* **PASSAGE FOR REVIEW**:
====
Images for up to sixteen different phases are collectible with a cardiac package of Philips Medical Systems (Release 4.7, February 1988). After data for plural images representing multiple slices and multiple phases thereof are collected and supplied to an imaging workstation, the phases for a slice may be there displayed sequentially as a movie. Such movies for different slices may be displayed in side-by-side fashion.
Contour feature extraction from the cardiac image may be used for computational purposes such as computing a measure of the volume of the blood pool in a ventricle when the extracted contour is the inner heart wall (endocardium). An ejection fraction may then be computed from such ventricular volume measures of the end of diastole and end of systole phase positions.
In the aforementioned currently available package, the user "draws" on the image displayed by the workstation an outline of the edges of the cardiac chamber or wall of interest, a so-called irregular region of interest (IROI) by means of an input device, such as a trackball, redrawing as necessary until the user is satisfied that the contour drawn sufficiently matches the image contour feature of interest. Furthermore, IROI's may be stored in a data base for potential use with differently weighted images of the same phase and slice. Alternatively, the workstation may use a roughly drawn contour input by the user as a guide to an edge detection procedure which searches for an edge-detected contour near the rough contour. The contour produced by edge detection generally suffers from gaps, discontinuities in position or slope, multiplicities or other deficiencies which require editing or redrawing by the user. Because of these deficiencies and the differences between images at successive slice or phase positions, the contour produced by edge detection cannot serve as a rough contour for an adjoining slide or phase position without at least its prior review, and more generally, its modification, by the user.
====
* **WHAT YOU NEED TO DO**:
A – Decide whether each statement agrees with the passage on cardiac image contours: (i) the Philips package can collect images for up to sixteen phases; (ii) the ejection fraction is computed from ventricular volume measures at the end of diastole and end of systole; (iii) IROI's are discarded once a contour has been drawn. For each, answer yes or no and quote the words from the passage that settle it.
B – Pick up the passage on cardiac image contours after its last sentence and continue it.
The data that follow come from a different source.

* **INFORMATION SHOWN**:
====
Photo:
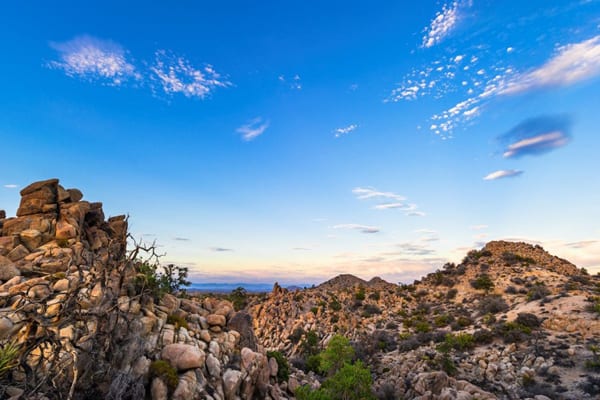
====
* **TASK RESULTS**:
A –
(i) Yes: "Images for up to sixteen different phases are collectible with a cardiac package of Philips Medical Systems"
(ii) Yes: "An ejection fraction may then be computed from such ventricular volume measures of the end of diastole and end of systole phase positions."
(iii) No: "IROI's may be stored in a data base for potential use with differently weighted images of the same phase and slice."

B –
An energy minimizing active contour function termed a "snake" has been proposed in M. Kass et al, "Snakes: Active Contour Models", International Journal of Computer Vision (1988), pp. 321-331, as a means for locking on to local features such as edges, and contours in an image and once locked on, tracking them in motion or matching them in stereopsis. An energy function is considered made up of the weighted sum of internal energy terms due to resistances to stretching and bending, image energy terms dependent on the type of feature the snake is to find, and external constraint energy terms, due to forces from such well behaved constructs as "springs" and point sources termed "volcanoes". The weighting of the resistances to stretching and bending indicate the degree to which the snake assumes a spatially smoothed contour. The "snake" active contour was further generalized in A. Amini et al, "Using Dynamic Programming for Minimizing the Energy of Active Contours in the Presence of Hard Constraints", Second International Conference on Computer Vision (Dec. 1988) pp. 95-99 to a dynamic programming in which the constraints imposed do not have to be spatially differentiable forces.